▶ _Requirements_: Lay out the material below as a JSON list of strings, one string per line, with blank lines omitted.

▶ _Records shown_:
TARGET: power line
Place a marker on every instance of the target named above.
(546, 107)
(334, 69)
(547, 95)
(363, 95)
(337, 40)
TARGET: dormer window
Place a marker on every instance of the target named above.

▶ _Solution to the exercise_:
[
  "TARGET: power line",
  "Place a marker on every instance of the target named above.",
  "(546, 107)",
  "(334, 69)",
  "(547, 95)",
  "(363, 95)",
  "(337, 40)",
  "TARGET: dormer window",
  "Place a marker on every instance of the target named above."
]